→ **WORK TO BE COMPLETED**
Return the entries in full, exactly as they were written.

[Stored items]

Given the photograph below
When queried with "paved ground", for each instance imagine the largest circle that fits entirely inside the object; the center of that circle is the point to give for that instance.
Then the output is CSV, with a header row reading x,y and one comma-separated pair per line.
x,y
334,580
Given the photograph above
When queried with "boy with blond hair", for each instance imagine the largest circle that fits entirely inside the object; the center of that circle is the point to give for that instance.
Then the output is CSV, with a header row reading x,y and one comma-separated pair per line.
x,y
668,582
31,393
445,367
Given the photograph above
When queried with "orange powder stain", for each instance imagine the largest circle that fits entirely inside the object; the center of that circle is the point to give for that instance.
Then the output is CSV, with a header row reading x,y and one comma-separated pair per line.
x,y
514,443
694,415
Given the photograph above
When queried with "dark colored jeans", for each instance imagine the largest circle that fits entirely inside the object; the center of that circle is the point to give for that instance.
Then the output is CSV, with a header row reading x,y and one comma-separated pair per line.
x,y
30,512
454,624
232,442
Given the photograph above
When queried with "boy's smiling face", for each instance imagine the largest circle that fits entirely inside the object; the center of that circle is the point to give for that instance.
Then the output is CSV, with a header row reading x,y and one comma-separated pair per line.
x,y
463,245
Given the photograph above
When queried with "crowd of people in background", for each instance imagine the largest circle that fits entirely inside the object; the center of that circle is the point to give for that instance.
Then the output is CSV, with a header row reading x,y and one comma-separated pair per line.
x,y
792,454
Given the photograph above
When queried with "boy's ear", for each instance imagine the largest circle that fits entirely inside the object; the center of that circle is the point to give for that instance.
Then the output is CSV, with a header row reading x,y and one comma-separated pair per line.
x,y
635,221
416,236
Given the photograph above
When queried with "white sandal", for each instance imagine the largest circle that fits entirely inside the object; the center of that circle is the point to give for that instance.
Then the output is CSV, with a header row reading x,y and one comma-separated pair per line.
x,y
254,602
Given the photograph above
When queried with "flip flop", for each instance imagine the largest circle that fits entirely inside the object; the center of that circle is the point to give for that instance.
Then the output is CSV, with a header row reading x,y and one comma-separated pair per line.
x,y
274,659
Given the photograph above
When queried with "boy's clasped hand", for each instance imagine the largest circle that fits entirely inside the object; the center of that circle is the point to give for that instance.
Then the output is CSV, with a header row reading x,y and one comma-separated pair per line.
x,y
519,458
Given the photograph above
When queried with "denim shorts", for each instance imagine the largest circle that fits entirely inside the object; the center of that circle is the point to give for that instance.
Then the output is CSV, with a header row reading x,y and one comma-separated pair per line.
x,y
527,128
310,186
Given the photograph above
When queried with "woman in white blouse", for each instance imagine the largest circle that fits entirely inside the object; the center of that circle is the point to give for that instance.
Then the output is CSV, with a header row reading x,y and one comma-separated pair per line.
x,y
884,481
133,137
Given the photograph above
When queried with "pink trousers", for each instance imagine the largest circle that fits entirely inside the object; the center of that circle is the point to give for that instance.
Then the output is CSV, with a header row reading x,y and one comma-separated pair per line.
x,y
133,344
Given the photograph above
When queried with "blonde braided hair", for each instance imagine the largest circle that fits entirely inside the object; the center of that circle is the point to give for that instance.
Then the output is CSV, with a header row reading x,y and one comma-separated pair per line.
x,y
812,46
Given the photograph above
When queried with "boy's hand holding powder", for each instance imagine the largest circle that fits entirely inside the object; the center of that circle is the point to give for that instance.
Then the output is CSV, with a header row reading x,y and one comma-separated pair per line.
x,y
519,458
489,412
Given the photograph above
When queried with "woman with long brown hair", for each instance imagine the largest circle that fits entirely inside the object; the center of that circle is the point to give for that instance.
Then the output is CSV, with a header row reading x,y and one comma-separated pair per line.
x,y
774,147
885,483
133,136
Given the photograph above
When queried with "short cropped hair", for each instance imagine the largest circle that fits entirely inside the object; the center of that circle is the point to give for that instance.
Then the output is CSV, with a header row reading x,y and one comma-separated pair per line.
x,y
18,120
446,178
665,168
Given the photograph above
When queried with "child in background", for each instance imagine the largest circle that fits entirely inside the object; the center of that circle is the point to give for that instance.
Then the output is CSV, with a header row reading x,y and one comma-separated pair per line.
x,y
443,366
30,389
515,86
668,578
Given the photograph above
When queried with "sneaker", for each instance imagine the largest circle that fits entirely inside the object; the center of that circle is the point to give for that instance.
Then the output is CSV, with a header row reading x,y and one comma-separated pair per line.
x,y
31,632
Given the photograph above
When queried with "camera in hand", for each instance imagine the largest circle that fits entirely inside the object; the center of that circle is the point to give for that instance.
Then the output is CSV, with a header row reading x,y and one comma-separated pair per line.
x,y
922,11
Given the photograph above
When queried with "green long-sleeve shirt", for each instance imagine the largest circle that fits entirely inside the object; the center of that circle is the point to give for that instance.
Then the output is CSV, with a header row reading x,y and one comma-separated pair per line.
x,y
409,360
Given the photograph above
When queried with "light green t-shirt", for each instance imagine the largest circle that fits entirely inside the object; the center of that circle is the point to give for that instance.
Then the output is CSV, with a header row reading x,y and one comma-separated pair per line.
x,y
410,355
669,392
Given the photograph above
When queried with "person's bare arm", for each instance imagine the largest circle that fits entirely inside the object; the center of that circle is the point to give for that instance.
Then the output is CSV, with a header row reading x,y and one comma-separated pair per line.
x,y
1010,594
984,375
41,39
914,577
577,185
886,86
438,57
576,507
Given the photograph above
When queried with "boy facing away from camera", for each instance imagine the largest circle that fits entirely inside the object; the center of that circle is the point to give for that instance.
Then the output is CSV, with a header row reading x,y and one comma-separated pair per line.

→ **ANSWER BOX**
Given the photograph below
When queried with "paved ground", for each instance imagine the largest circle that fits entirely inside the object; the center of that circle is the point to give for that instance.
Then the output is CSV, with a header row reading x,y and one comma-separated pair per line.
x,y
334,580
Given the photograph above
When queried with "boy with blond hair", for each instance imagine the largest circle that fits entirely inside the object; the center of that circle is the point to give for that instance.
Then the output is CSV, with a header row reading x,y and one comma-separated pair per line.
x,y
668,582
31,393
445,367
Given the photograph above
When queried with "orange powder stain", for each instance imagine the largest circle that fits entirely inside the object; the center of that circle is the point to give for that instance.
Then the output is CSV, with a header row reading x,y and one comma-separated pair per line.
x,y
514,443
694,415
Given the photograph above
When queried with "dark colored jeans", for each instance imagine the largest circle that fits entirely inside the object; the center of that circle is the point to give for that instance.
Then the output is CSV, with a header row reading x,y and one comma-separated pair per line.
x,y
30,512
454,624
232,442
Given the photograph above
When queried with "boy's smiling face", for each instance imagine the largest circle that fits entirely inside the object; the center of that circle is the point to give for that instance.
Then the output is CSV, with a header row reading x,y and one comma-separated pair per line.
x,y
463,245
Given the photograph above
When queried with "crowd of people in background", for each instance imagine the largest circle that fits entirely inside the object; the center of that circle is the point to give for that instance.
Then the output is CSV, with a header row reading x,y and one comma-separated pair per line.
x,y
792,454
Given the photograph above
When queried with "boy's ear", for each instance imagine the largest circle that fits entirely inside the object; the center of that circle is the point to give for that instance.
Then the output is CSV, with a header row reading x,y and one comma-separated pair per line.
x,y
635,221
416,236
Given the photograph above
When queried with "white sandal", for each instance imagine the largest circle that fits entirely inside the object; the center of that circle is the point to give for that instance.
Then the output is CSV, with a header row reading x,y and one comma-separated pair per line.
x,y
254,602
Given the photograph above
When queried with "flip flop", for each instance imagine the largest circle that fits entirely inside the object; the center of that circle is the point to give for that instance.
Then the output is CSV, with a header row reading x,y and one comma-separated pair per line.
x,y
274,659
Given the photograph above
When queried with "boy's clasped hand", for each instance imagine the largest circle that fits entirely inside the object; the center of that circle is the point to give for that instance.
Then the output is CSV, with a header row reading x,y and one comma-separated pair per line.
x,y
519,458
Given the photograph above
When queried with "denim shorts", for each instance imagine the largest circle that fits entirely inside the object; the center of that circle is the point to give for that instance.
Then the output is CSV, with a header row reading x,y and one comma-separated pair per line.
x,y
527,128
310,186
Given the photograph above
When queried with "woman in white blouse", for each instance imagine the largest circle that fits entirely inside the object; the center of that circle is the point to give for that instance.
Then the output is CSV, with a header row reading x,y and one comma-separated pair per line.
x,y
884,481
133,137
Given the photograph above
When queried with "pink trousers", for each instance imagine the largest circle that fits entirely inside the object; the center of that circle is the point to give for that instance.
Then the output is CSV, with a header row reading x,y and one comma-separated pair per line.
x,y
133,344
Given the photograph above
When queried with "blonde braided hair", for each instance imagine the largest circle that fits entirely inside the object; the center of that circle is the point to give for that instance.
Then the output is CSV, with a header row reading x,y and one comma-separated pair per line.
x,y
812,46
Given the photograph above
When queried with "boy's hand holding powder", for each instance imagine the largest circle that fits entirely inside the object; the center of that circle is the point to give for that instance.
Then the output is CSV, with a header row reading x,y and one comma-separated pair per line.
x,y
519,458
489,412
Given the photograph above
When queried with "woman with long brown hair", for each instance imagine the largest circle that fits entirely inside the object; the center of that circle is the point to give for that instance.
Then the output is CSV, with a header row reading x,y and one comma-separated pair per line.
x,y
774,147
885,483
133,136
Given the photograph above
When queried with "short cropped hair", for each instance imagine the largest circle that fits entirely inside the object; the center of that circle is the point to give for that instance.
Then the output is CSV, with a header row reading x,y and one comma-separated pair per line.
x,y
18,120
446,178
665,168
Given the photograph above
When queried with "child in background", for each instance imagine the largest circle that fits entirely inside the object; the center of that circle is the point to give for that instance.
Then the output is CSV, with a header row reading x,y and one comma-separated pair per line.
x,y
443,366
30,389
515,86
668,578
Given the photograph above
When queried with "sneaker", for each instance imagine the largest circle that fits entirely inside the object; the center of that circle is the point to give for that instance.
Then the output is CSV, with a header row reading x,y and one comma-separated pair per line.
x,y
31,632
Given the photograph above
When queried with "camera in hand", for each instance imagine the largest circle that fits entirely inside the object; the center of that circle is the point to give for that instance.
Then the output is CSV, with a header row reading x,y and one comma-separated pair per line.
x,y
922,11
Given the photograph above
When queried with "green long-sleeve shirt", for each instance imagine the largest circle that fits entirely inside the object; the center of that circle is the point to give for that instance.
Then the output is CSV, with a header row reading x,y and one comma-separated pair per line.
x,y
409,360
Given the photograph above
When queried with "light green t-shirt", for each instance imagine the largest circle that fits entirely inside the object; the center of that circle is the point to give for that instance.
Then the output is CSV, with a header row reading x,y and one comma-separated pair per line.
x,y
410,355
669,392
Given the photograph above
When queried with "person's bare arm", for each instance imagine the largest circle that fits entirely inside the object; the center of that circle is the point to give for that instance.
Then the output is CSV, with a header row reading x,y and one comma-separated pair per line.
x,y
1010,594
984,375
41,39
914,577
577,185
886,86
438,57
576,507
Given the photograph above
When queried with "boy facing away from camera", for each instance imagine the largest circle that fits entirely inside the object; the center of that circle is the point to give for that instance.
Then the output is CSV, with a header row reading x,y and one comma-separated pair per line.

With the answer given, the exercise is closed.